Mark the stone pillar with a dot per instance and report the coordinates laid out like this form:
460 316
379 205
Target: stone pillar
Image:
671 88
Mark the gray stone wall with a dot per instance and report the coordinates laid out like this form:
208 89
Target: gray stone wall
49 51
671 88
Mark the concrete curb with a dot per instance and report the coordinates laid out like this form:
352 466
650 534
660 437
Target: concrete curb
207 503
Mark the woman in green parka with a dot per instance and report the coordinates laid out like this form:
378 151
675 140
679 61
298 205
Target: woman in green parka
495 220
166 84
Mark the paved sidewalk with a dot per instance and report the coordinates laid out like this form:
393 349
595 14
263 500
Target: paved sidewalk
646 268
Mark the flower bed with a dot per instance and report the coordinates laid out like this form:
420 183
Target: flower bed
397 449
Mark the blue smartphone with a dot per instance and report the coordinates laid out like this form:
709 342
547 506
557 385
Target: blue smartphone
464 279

---

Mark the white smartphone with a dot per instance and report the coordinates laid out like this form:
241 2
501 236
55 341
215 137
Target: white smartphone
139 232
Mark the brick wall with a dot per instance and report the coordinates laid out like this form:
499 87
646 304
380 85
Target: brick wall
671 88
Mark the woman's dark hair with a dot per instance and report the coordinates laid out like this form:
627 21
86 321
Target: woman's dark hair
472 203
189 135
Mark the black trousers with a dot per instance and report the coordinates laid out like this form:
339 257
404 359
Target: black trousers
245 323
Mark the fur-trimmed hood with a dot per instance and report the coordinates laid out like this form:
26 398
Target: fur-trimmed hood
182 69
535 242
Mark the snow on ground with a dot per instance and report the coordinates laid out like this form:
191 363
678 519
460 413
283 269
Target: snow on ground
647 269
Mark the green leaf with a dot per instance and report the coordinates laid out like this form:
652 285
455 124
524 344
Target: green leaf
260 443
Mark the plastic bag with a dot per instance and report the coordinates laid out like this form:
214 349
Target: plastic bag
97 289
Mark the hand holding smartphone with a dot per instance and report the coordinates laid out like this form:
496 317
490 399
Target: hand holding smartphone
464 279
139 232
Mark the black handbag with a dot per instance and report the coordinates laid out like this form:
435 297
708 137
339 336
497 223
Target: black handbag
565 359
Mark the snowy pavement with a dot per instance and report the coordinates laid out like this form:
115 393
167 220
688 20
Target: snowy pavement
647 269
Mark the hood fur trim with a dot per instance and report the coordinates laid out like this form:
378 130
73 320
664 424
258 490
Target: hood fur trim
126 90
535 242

Problem statement: Pull out every line from the entries above that contains the word "gray".

Exercise response:
Mark the gray stone wall with a dot per instance and report the coordinates laid out like this form:
Target: gray stone wall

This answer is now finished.